** START OF Entries supplied **
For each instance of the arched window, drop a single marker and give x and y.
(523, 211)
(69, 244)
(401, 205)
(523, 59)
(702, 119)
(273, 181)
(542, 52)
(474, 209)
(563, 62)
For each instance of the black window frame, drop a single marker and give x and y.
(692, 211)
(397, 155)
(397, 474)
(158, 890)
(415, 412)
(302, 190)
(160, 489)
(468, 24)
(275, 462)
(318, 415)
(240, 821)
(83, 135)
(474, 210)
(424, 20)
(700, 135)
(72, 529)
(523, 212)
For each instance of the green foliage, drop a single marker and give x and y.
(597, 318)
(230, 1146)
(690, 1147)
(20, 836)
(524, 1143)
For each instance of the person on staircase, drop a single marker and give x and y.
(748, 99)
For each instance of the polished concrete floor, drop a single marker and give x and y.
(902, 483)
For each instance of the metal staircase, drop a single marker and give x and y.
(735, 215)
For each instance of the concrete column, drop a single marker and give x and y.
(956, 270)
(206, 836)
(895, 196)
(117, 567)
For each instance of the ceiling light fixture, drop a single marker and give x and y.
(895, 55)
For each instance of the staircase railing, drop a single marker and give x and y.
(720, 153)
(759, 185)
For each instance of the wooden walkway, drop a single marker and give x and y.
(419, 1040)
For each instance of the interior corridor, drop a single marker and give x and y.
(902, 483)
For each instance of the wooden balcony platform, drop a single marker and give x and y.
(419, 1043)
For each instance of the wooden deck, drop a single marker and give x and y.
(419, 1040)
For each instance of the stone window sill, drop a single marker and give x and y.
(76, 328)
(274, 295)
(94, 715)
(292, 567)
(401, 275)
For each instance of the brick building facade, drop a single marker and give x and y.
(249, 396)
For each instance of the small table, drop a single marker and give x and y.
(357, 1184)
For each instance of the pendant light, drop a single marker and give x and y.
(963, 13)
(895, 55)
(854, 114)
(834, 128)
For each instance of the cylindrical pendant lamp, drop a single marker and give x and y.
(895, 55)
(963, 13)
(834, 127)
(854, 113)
** END OF Entries supplied **
What you should do: Copy every line of the listing above word for word.

Reply:
For each instance of the arched window, drop a single marker and give x and y.
(523, 211)
(69, 244)
(401, 205)
(523, 59)
(702, 119)
(273, 181)
(542, 52)
(474, 209)
(563, 62)
For each instance of the black window frame, drop a single marker and give x and y.
(692, 211)
(397, 155)
(397, 474)
(158, 890)
(415, 412)
(302, 190)
(160, 489)
(468, 24)
(275, 462)
(318, 415)
(240, 821)
(83, 135)
(474, 210)
(424, 20)
(700, 135)
(72, 529)
(523, 212)
For each instance of the green foliage, drop a single marker and give x and y.
(597, 318)
(230, 1146)
(690, 1147)
(20, 836)
(524, 1143)
For each instance of the person on staircase, drop a single marker and give x and y.
(748, 99)
For each instance of the polished concrete floor, drop a single marker and give x and y.
(902, 483)
For each instance of the metal staircase, drop a single marker and give x and y.
(735, 215)
For each instance of the concrete column, drop a single marker and give x and y.
(956, 270)
(206, 836)
(895, 196)
(117, 567)
For each instance of the ceiling light fixture, drop a single marker and give x and y.
(895, 55)
For each instance of the staircase railing, drop a single marker and give x and y.
(720, 153)
(759, 185)
For each instance of the wooden walkway, drop a single marker and give x and y.
(419, 1040)
For each instance of the interior corridor, drop a single marker and give x and y.
(902, 483)
For each instance of the wooden balcony platform, drop a single marker and give x and y.
(419, 1043)
For each instance of the wooden deck, drop a single marker and give x and y.
(419, 1040)
For each instance of the stone window sill, drop a single marker and give x and y.
(76, 328)
(274, 295)
(94, 715)
(292, 567)
(401, 275)
For each instance of the brick building facade, drop a single marker and give x and y.
(249, 396)
For each instance of the small table, drop a single marker and give x and y.
(357, 1184)
For each instance of the pendant light, drop a single marker and give x and y.
(963, 13)
(895, 55)
(854, 114)
(834, 128)
For each instance of the cylindrical pendant lamp, drop a single marker and give x and y.
(895, 55)
(963, 13)
(834, 127)
(854, 113)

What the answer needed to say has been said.